Le soutien des frères kasaïens

Un défi « passionnant » dont Bruno Tshibala confie être capable de relever. Déjà après son investiture à l’Assemblée nationale, il va se faire « recevoir » rapidement par la communauté kasaïenne luba, dans le strict rituel politique congolais. Une façon de faire « légitimer » son mandat par les siens. Mais cela suffirait-il, quand on sait que ce soutien quasi naturel a fait défaut à Samy Badibanga ? Où est donc passé le lobby luba kasaïen (des hommes d’affaires de l’espace kasaïen) qui a toujours été derrière Etienne Tshisekedi à chaque fois qu’il était nommé 1ER Ministre ? Signe évident de ce soutien : au lendemain de la nomination d’Etienne Tshisekedi au poste de 1ER Ministre, le marché de change réagissait favorablement. La monnaie nationale s’appréciait par rapport au dollar. Tel n’a pas été le cas avec Badibanga ni avec Tshibala, pourtant sortis de la moule de l’UDPS et luba comme le lider maximo.

« Les citoyens broient du noir ? Ils verront les fruits de l’action de Tshibala dans quelques mois. », rassure un proche du 1ER Ministre. Les syndicats défilent main dans la main pour protester contre le statut quo ? Le 1ER Ministre confie sa détermination. Pas question de lâcher au milieu du gué. Son « impopularité » du moment ne l’inhiberait pas. « Il veut faire plus que Samy Badibanga, qui n’aurait pas dépassé la barre de 50 % dans les intentions des Congolais, affirme un politologue. Il est dans une logique de résultats pour son mandat. »

Consignes -
A. Répondez aux questions suivantes à partir du texte sur Bruno Tshibala.
(i) Par quelle communauté Bruno Tshibala se fait-il « recevoir » après son investiture à l'Assemblée nationale ?
(ii) Comment réagissait le marché de change au lendemain de la nomination d'Etienne Tshisekedi au poste de 1ER Ministre ?
(iii) D'après le politologue cité, quelle barre Samy Badibanga n'aurait-il pas dépassée dans les intentions des Congolais ?
B. Rédigez la suite du texte sur Bruno Tshibala, à partir de sa dernière phrase.

Données fournies -
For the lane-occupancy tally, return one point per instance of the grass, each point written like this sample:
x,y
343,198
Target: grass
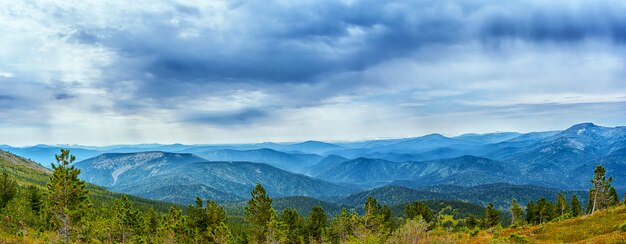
x,y
600,227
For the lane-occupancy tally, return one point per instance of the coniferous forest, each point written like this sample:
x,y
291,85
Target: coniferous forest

Réponses dans l'ordre -
A.
(i) La communauté kasaïenne luba.
(ii) Favorablement : la monnaie nationale s'appréciait par rapport au dollar.
(iii) La barre de 50 %.

B.
Ce politologue assure même que Tshibala semble plus passionné que jamais par sa fonction. À l’image de Clinton qui disait : « D’autres feront peut-être le job aussi bien que moi, mais personne ne l’aimera autant. » Cela suppose une bonne dose d’abnégation. Bruno Tshibala l’explique devant ses fidèles, tout en restant optimiste sur l’issue de l’aventure. « Les Congolais voient qu’on a ouvert le capot. On est en train de mettre de l’ordre dans le moteur. On a de l’huile plein la gueule. On ne peut pas dire qu’on est prêt à partir pour la France demain. », explique cet observateur.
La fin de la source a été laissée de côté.